# Passage:

Compounding isn’t an emergency measure, it’s everyday medicine | OPINION

By Joe Bagan and Paul Granberry
Recent commentary has suggested pharmaceutical compounding is a “break in case of emergency” fix. That view couldn’t be further from the truth.
Compounding isn’t a workaround or a last resort. It’s a legal, vital part of modern medicine that keeps patients treated when commercial drugs can’t meet individual needs. Licensed pharmacists and FDA-inspected outsourcing facilities prepare customized medications every day — adjusting doses, combining therapies and producing discontinued drugs that are no longer made by large manufacturers.
These facilities aren’t loopholes in a system; they are the system for countless Coloradans whose care depends on precision and safety.
Both state and federal law tightly regulate compounding, and oversight from the Food and Drug Administration (FDA). The Colorado Board of Pharmacy ensures sterility, traceability and accountability.
The sudden handwringing over compounding isn’t about keeping patients safe — it’s about keeping competitors out. When big pharma blurs the line between legitimate compounding and bad actors, patients pay the price.
Lawmakers shouldn’t fall for that narrative. Colorado doesn’t need more bureaucracy, it needs clarity. Strengthen enforcement against unregistered importers and counterfeit sellers but protect the licensed professionals who already meet the highest national standards.
If lawmakers treat compounding as a crisis-only activity, they endanger real people: children needing custom dosages, hospice patients who can’t tolerate standard formulations, hospitals relying on ready-to-use medications for surgery and emergency care.
Compounding is not what happens when the system breaks, it’s what keeps the system working for everyone else.
Joe Bagan is chief executive of STAQ Pharma. Paul Granberry is president and chief executive of Leiters Health.

# Dataset entries:
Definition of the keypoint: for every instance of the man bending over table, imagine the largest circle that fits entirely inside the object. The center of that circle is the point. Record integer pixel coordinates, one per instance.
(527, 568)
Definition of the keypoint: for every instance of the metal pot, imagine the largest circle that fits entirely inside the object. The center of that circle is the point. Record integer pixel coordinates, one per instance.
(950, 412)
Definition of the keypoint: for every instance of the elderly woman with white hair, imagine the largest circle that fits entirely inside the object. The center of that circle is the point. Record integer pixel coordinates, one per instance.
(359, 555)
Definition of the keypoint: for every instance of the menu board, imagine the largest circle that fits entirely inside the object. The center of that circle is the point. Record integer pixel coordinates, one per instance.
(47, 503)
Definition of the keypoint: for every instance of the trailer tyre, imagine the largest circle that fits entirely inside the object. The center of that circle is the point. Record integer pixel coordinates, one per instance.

# Task set:
1. Summarize the opinion piece on compounding in two sentences.
2. From the opinion piece on compounding, pull out the passage starting with "These facilities aren’t" and going on through "traceability and accountability.".

# Solutions to each task:
1. The piece argues that pharmaceutical compounding is a legal, vital and tightly regulated part of everyday medicine rather than an emergency fix, and that the sudden handwringing over it is about keeping competitors out, not keeping patients safe. It urges Colorado lawmakers to seek clarity instead of more bureaucracy by strengthening enforcement against unregistered importers and counterfeit sellers while protecting licensed professionals and the patients who depend on them.

2.
These facilities aren’t loopholes in a system; they are the system for countless Coloradans whose care depends on precision and safety.
Both state and federal law tightly regulate compounding, and oversight from the Food and Drug Administration (FDA). The Colorado Board of Pharmacy ensures sterility, traceability and accountability.